# WHAT TO PRODUCE
In the gym discussion below, how much weight was on the ez-bar that the man working on the cables used between his sets?

# EXCERPTED PASSAGE
Seriously, at about 3 feet per ass floss stroke, you're looking at about 60 feet of ass per ass floss session. That could add up in a hurry.

Then when they're done ruining the towels they put the leg up and blowdry their nutsacks. Unbelievable.

:worried:
 
I saw this PT at my new gym putting some guy through what I can only assume was his leg workout.

He stood back to back with the guy, and then they leaned against eachother. Then the PT started walking forward and had his client walking backwards as they made their way across the gym like some kind of weird potato sack race but without the potato sack.
 
Saw a PT last night at the gym and it looked like the PT was running a scam with a local chiropractor.

The PT had is client in the smith machine doing a combination lunge & good morning.
 
I saw the funniest thing.... I had my headphones on full blast and was working on the cables... Well there was a guy behind me also working on the cables. In between his sets he had an ez-bar with about 120 pounds on it, and he was wearing a belt. Well he gets done with his cable set walks over picks the bar up (legs straight) I heard Ewffff and then he gets it up to his hips, then he goes ROARRRRRRRRRR and pulls it up to his chest with this huge back bend and then straight up into the air going Grrrrrrrrruhhhhhhh. Mind you my head phones are on FULL blast people have to tap me because I can't even hear them talking next to me. So next set he does this again, but this time had loaded up more weight and kept looking at me thinking I must be thinking he is soooo strong. So he gets it up to the hips, fully back bends and couldn't lift the thing any higher. So he pretended he was doing some forearm flexing thing a few times sits it back down, wipes his forehead, and says "Phewwwwwwww" really loud.
MANnnnnnn Where do they come from???
Oh and to the guy who licks his lips when he looks at me, I'm going to rip his tongue out!!!!
 
treilin said:
I saw the funniest thing.... I had my headphones on full blast and was working on the cables... Well there was a guy behind me also working on the cables. In between his sets he had an ez-bar with about 120 pounds on it, and he was wearing a belt. Well he gets done with his cable set walks over picks the bar up (legs straight) I heard Ewffff and then he gets it up to his hips, then he goes ROARRRRRRRRRR and pulls it up to his chest with this huge back bend and then straight up into the air going Grrrrrrrrruhhhhhhh. Mind you my head phones are on FULL blast people have to tap me because I can't even hear them talking next to me. So next set he does this again, but this time had loaded up more weight and kept looking at me thinking I must be thinking he is soooo strong. So he gets it up to the hips, fully back bends and couldn't lift the thing any higher. So he pretended he was doing some forearm flexing thing a few times sits it back down, wipes his forehead, and says "Phewwwwwwww" really loud.
MANnnnnnn Where do they come from???
Oh and to the guy who licks his lips when he looks at me, I'm going to rip his tongue out!!!!

:lmao: We have a guy tries to act like LL with the constant lip licking. Only he's about 100 pounds overweight and in his 50's. Constantly offering suggestions to women about how to do certain exercises more effectively. Don't think I've ever seen him workout either.
 
wtf! That sounds weird.

I had a first session with a PT today and she kept feeling whatever muscle group I was working. I really think she meant NOTHING by it, but I felt the eyes of a bunch of people when I was doing glutes and she had her hand on my butt the entire time. LOL. I was a little embarassed.
 
HeatherRae said:
wtf! That sounds weird.

I had a first session with a PT today and she kept feeling whatever muscle group I was working. I really think she meant NOTHING by it, but I felt the eyes of a bunch of people when I was doing glutes and she had her hand on my butt the entire time. LOL. I was a little embarassed.

Might be cool to unload a nice big toot, then turn around and go, "Oops. Was that me? Protein mix...."
 
Sassy69 said:
Might be cool to unload a nice big toot, then turn around and go, "Oops. Was that me? Protein mix...."
rofl...that would be more embarrassing than her hand on my butt.

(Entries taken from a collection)

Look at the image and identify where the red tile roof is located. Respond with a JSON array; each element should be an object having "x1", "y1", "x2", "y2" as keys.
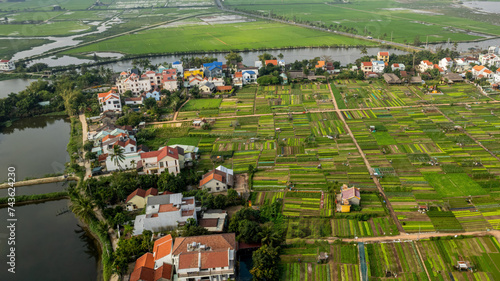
[
  {"x1": 216, "y1": 86, "x2": 233, "y2": 91},
  {"x1": 172, "y1": 233, "x2": 237, "y2": 256},
  {"x1": 153, "y1": 234, "x2": 173, "y2": 260},
  {"x1": 154, "y1": 263, "x2": 172, "y2": 281},
  {"x1": 134, "y1": 253, "x2": 155, "y2": 270},
  {"x1": 265, "y1": 60, "x2": 278, "y2": 66}
]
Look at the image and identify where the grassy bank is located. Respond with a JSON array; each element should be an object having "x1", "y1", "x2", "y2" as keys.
[{"x1": 65, "y1": 21, "x2": 373, "y2": 54}]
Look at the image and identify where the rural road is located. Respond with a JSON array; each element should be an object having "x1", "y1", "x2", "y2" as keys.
[{"x1": 326, "y1": 79, "x2": 405, "y2": 233}]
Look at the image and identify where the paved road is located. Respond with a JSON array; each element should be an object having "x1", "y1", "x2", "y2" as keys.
[
  {"x1": 78, "y1": 113, "x2": 92, "y2": 179},
  {"x1": 215, "y1": 0, "x2": 425, "y2": 51},
  {"x1": 327, "y1": 79, "x2": 405, "y2": 233}
]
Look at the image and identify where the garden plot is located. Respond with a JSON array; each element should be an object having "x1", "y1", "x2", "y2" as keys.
[
  {"x1": 283, "y1": 191, "x2": 334, "y2": 217},
  {"x1": 417, "y1": 236, "x2": 500, "y2": 280}
]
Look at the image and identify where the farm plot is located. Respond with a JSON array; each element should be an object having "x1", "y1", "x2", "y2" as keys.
[{"x1": 283, "y1": 191, "x2": 334, "y2": 217}]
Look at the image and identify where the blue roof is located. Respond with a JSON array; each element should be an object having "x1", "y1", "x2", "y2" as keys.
[{"x1": 203, "y1": 61, "x2": 222, "y2": 67}]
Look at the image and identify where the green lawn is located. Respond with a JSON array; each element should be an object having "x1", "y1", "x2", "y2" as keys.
[
  {"x1": 0, "y1": 39, "x2": 53, "y2": 59},
  {"x1": 63, "y1": 22, "x2": 372, "y2": 54},
  {"x1": 424, "y1": 173, "x2": 488, "y2": 197},
  {"x1": 181, "y1": 99, "x2": 222, "y2": 111}
]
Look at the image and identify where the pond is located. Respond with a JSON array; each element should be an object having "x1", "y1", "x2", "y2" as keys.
[
  {"x1": 0, "y1": 117, "x2": 70, "y2": 183},
  {"x1": 0, "y1": 200, "x2": 99, "y2": 281}
]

# TASK RESPONSE
About 120 pounds.